> **AIM OF THE EXERCISE**:
Reproduce the lines verbatim, starting with the line containing "TARGET: fence wire" and continuing through the last line of the records. Leave the pictures out of your copy.

Pointing records:
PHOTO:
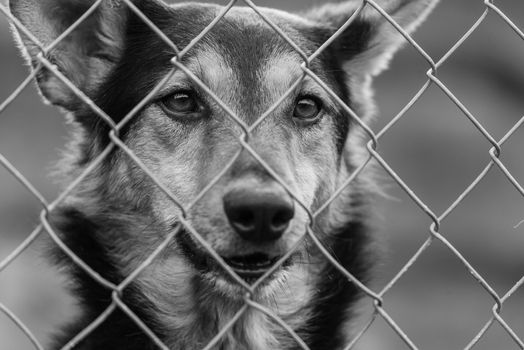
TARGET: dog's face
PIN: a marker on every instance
(242, 85)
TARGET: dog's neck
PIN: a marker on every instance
(193, 313)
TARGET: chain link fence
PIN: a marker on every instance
(436, 233)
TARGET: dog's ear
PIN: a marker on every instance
(368, 43)
(85, 56)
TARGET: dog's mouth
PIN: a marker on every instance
(249, 267)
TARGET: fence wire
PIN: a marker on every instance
(434, 234)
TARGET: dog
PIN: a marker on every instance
(251, 205)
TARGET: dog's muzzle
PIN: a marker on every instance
(258, 214)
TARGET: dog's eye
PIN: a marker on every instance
(180, 103)
(307, 109)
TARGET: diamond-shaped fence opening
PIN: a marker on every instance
(434, 234)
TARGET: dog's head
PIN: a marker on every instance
(241, 115)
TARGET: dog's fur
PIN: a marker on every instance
(117, 216)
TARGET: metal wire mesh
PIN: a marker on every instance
(380, 311)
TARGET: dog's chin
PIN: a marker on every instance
(250, 268)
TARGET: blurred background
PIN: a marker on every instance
(433, 148)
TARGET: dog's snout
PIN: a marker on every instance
(259, 214)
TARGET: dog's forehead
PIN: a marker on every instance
(245, 61)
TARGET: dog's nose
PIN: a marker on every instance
(259, 214)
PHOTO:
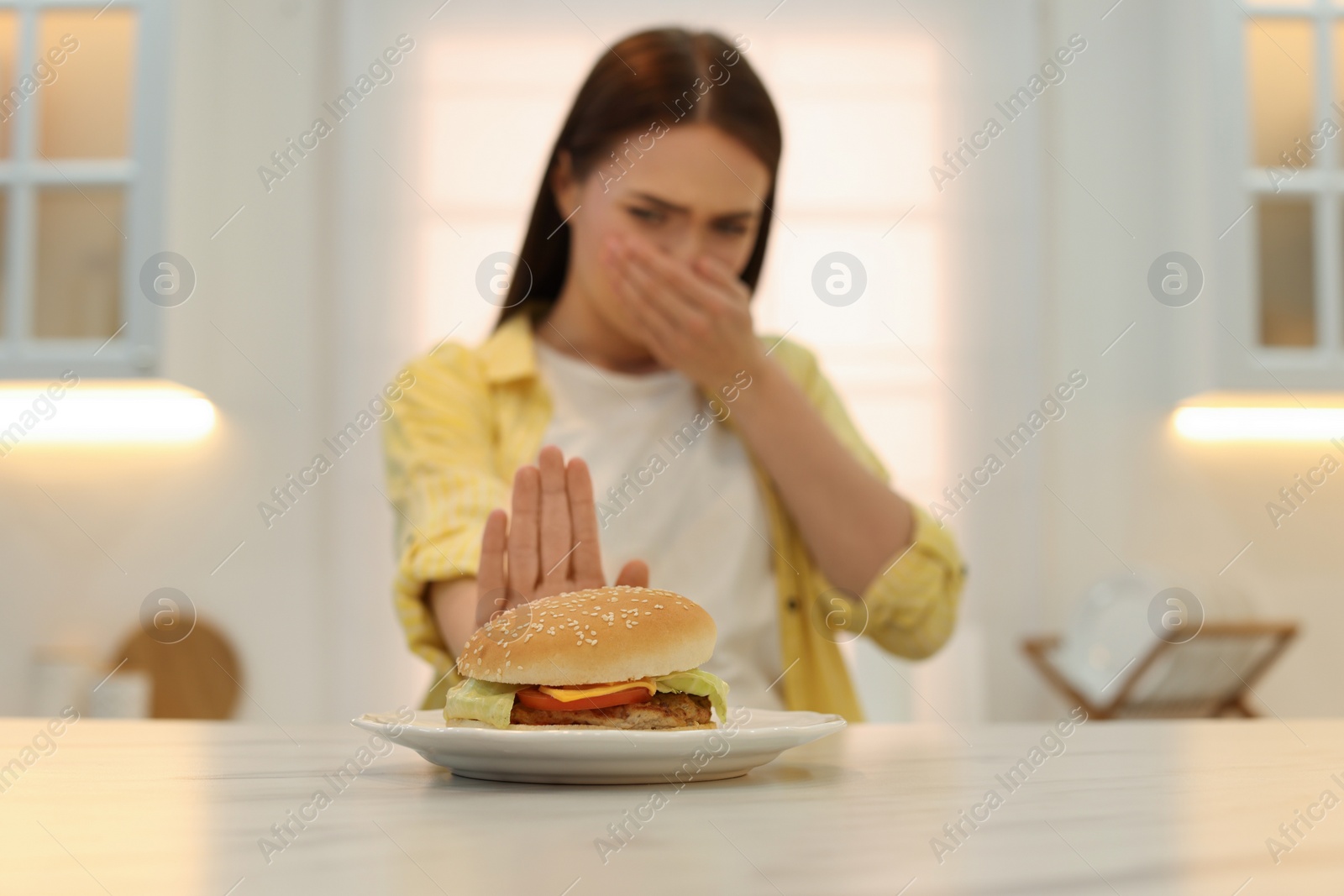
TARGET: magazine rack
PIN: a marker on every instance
(1207, 676)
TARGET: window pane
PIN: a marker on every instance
(87, 109)
(10, 101)
(1288, 273)
(80, 248)
(1281, 60)
(4, 258)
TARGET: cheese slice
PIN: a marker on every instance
(570, 694)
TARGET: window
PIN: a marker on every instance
(1294, 63)
(80, 165)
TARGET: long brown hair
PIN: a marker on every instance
(649, 80)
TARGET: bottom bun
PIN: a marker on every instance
(707, 726)
(660, 712)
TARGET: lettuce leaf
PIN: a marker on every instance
(492, 703)
(702, 684)
(488, 701)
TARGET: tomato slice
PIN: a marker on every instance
(534, 699)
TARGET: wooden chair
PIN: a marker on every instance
(198, 678)
(1207, 676)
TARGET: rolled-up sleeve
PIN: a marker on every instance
(911, 606)
(443, 483)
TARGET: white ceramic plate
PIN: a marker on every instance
(604, 755)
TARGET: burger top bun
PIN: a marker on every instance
(588, 637)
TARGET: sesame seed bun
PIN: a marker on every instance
(588, 637)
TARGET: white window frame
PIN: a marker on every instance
(134, 349)
(1323, 181)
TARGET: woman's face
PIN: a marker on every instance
(694, 192)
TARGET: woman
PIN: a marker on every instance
(723, 465)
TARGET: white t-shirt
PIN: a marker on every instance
(696, 515)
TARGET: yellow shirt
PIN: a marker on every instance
(475, 416)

> **ANSWER TO THE PROBLEM**:
TARGET: fence wire
PIN: a marker on every instance
(434, 234)
TARGET: dog
PIN: a marker on every instance
(251, 205)
TARGET: dog's muzzle
PIN: a marker on every instance
(258, 214)
TARGET: dog's eye
PIN: a marker on every instance
(180, 103)
(307, 109)
TARGET: diamond-shaped fence opening
PIN: a marker on every instance
(434, 234)
TARGET: dog's head
PIN: a marker on every instance
(241, 115)
TARGET: dog's fur
PIN: a marker on every instance
(117, 216)
TARGET: metal wire mesh
PIN: a marker on every instance
(380, 311)
TARGET: dog's chin
PIN: a marker on every instance
(250, 268)
TARGET: blurred background
PIN: a marker on every instance
(433, 148)
TARGET: dog's snout
PIN: a marker on every instance
(259, 214)
TARGET: dog's forehead
PIN: a marker on every instance
(245, 61)
TARGET: dog's nose
PIN: a marker on every instance
(259, 214)
PHOTO:
TARGET: magazine rack
PIN: a marker on every instance
(1207, 676)
TARGET: window pane
PIN: a marker on every instance
(87, 109)
(10, 101)
(1288, 273)
(80, 248)
(1281, 60)
(4, 258)
TARGET: cheese slice
PIN: a marker on every instance
(570, 694)
TARGET: window
PIN: a marker on every instance
(1294, 63)
(80, 165)
TARGET: long brown hair
PIN: a marker on every instance
(649, 80)
TARGET: bottom bun
PIN: a marker on every instance
(707, 726)
(660, 712)
TARGET: lettuce leaf
PIN: a marker on every instance
(492, 703)
(702, 684)
(488, 701)
TARGET: tomato slice
PIN: a marker on every instance
(534, 699)
TARGET: wooden chair
PIN: a marker on every instance
(198, 678)
(1207, 676)
TARGET: rolled-up sleeve
PIN: a marker on every instance
(911, 606)
(443, 483)
TARGET: white ceramic plate
PIN: a marker on every instance
(604, 755)
TARGET: burger top bun
PIN: a marker on every instance
(588, 637)
TARGET: sesame seed bun
PIN: a marker on every instance
(588, 637)
TARGET: white window frame
PIN: a marker on every instance
(134, 349)
(1323, 181)
TARGET: woman's face
PIN: a marker on every instance
(694, 192)
TARGET: woman
PIN: a marker on every instance
(723, 465)
TARGET: white t-shirt
PIN: a marker on every instance
(696, 515)
TARGET: yellow shirt
PIN: a marker on every instance
(475, 416)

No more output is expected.